Welche Zeilen der folgenden Datensätze enthalten das Wort „disc“? Liste jede dieser Zeilen vollständig auf.

(Einträge zur Beschriftung von Begrenzungsrahmen)
::::::::::
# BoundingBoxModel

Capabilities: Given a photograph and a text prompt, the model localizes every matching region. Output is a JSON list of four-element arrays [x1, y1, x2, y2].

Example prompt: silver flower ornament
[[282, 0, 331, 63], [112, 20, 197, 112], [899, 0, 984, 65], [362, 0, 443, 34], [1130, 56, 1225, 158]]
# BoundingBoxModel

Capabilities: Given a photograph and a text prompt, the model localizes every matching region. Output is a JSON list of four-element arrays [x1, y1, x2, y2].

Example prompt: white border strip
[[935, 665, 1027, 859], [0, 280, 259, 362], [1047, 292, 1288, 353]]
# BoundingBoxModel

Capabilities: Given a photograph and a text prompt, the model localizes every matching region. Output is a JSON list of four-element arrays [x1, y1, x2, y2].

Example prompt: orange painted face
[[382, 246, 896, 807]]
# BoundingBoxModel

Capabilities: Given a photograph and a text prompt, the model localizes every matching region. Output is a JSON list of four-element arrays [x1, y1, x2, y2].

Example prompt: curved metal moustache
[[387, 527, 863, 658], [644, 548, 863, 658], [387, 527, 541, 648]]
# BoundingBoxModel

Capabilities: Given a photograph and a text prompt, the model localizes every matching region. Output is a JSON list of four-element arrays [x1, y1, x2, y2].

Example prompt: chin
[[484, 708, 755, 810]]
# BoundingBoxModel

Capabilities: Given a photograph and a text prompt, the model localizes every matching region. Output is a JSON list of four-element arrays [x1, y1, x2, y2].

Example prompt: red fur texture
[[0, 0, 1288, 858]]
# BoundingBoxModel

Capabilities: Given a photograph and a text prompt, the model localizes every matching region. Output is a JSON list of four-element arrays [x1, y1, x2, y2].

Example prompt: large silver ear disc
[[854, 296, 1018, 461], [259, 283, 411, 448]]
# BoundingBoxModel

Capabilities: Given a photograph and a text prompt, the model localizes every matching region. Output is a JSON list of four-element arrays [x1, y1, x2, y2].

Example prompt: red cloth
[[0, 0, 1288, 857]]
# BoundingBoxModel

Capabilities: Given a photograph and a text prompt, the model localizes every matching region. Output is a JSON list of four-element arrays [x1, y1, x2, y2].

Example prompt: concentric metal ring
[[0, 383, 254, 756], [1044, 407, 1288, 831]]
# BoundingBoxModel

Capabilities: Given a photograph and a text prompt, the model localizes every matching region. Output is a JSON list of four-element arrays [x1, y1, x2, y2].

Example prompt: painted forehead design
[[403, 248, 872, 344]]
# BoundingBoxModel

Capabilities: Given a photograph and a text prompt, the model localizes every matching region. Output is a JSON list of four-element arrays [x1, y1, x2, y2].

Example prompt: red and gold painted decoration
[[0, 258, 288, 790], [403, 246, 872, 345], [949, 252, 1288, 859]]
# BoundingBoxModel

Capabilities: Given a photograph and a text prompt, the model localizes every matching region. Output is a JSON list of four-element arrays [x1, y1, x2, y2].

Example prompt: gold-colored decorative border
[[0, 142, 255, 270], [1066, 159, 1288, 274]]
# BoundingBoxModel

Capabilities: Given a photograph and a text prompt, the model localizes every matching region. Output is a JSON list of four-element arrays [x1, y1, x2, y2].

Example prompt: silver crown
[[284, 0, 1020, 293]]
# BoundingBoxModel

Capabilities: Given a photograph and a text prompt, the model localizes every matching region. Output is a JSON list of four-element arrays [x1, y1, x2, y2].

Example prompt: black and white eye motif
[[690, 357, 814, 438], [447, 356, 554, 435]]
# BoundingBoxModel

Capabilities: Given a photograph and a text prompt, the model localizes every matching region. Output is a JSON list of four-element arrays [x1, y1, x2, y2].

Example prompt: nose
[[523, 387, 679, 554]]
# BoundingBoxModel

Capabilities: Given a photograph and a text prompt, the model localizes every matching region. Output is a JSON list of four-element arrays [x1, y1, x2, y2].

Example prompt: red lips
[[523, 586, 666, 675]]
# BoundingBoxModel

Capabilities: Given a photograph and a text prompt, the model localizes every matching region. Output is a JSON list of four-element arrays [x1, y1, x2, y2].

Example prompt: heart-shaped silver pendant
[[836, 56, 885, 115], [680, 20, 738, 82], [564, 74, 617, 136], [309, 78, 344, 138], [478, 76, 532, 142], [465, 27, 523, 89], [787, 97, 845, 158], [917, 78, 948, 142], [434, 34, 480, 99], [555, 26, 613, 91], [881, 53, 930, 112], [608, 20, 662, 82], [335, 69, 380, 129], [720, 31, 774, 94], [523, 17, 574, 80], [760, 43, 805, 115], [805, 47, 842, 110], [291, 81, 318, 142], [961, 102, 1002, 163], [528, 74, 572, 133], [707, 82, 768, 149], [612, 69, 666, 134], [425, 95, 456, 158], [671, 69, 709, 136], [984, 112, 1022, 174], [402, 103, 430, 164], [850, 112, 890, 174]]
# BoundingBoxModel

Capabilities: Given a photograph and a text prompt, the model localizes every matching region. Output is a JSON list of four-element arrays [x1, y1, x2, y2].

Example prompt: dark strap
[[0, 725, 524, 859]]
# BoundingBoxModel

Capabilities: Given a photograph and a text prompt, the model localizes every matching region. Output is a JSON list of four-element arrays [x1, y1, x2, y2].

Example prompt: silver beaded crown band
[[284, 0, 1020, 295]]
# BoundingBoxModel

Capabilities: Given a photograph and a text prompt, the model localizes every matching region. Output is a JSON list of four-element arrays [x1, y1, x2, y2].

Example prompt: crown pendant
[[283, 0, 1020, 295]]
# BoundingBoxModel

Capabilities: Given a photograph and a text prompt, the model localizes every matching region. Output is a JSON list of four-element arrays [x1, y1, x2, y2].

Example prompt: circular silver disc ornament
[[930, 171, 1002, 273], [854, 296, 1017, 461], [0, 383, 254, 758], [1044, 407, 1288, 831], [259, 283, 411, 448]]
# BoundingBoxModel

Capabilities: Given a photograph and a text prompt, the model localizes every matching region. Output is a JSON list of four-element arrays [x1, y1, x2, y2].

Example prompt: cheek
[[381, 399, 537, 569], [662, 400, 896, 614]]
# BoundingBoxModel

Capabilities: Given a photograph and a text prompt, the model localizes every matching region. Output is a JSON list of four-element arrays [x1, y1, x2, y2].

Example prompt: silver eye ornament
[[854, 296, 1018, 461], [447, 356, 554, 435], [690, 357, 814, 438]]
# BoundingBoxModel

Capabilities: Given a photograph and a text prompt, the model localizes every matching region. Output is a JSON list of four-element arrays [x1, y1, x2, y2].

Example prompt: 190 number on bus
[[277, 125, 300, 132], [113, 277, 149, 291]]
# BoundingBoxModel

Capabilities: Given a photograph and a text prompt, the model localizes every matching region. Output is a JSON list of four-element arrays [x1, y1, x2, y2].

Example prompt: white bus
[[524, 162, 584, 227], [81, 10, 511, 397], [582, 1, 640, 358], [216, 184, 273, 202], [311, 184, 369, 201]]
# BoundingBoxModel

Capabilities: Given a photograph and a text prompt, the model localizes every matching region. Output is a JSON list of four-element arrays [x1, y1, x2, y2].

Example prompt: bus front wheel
::::::::::
### Antwort unten
Example prompt: large silver ear disc
Example prompt: circular silver disc ornament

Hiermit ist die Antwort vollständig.